◆ EXCERPTED RECORDS:
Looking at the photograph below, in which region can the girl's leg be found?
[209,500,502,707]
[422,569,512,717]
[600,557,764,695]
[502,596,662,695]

◆ OBJECTIVE: Reproduce every line of the entries above, including the request, and add 124 to each bounding-box coordinate in the answers.

◆ EXERCISE ANSWER:
Looking at the photograph below, in which region can the girl's leg be found?
[333,624,626,831]
[546,693,636,841]
[724,681,888,819]
[626,720,786,819]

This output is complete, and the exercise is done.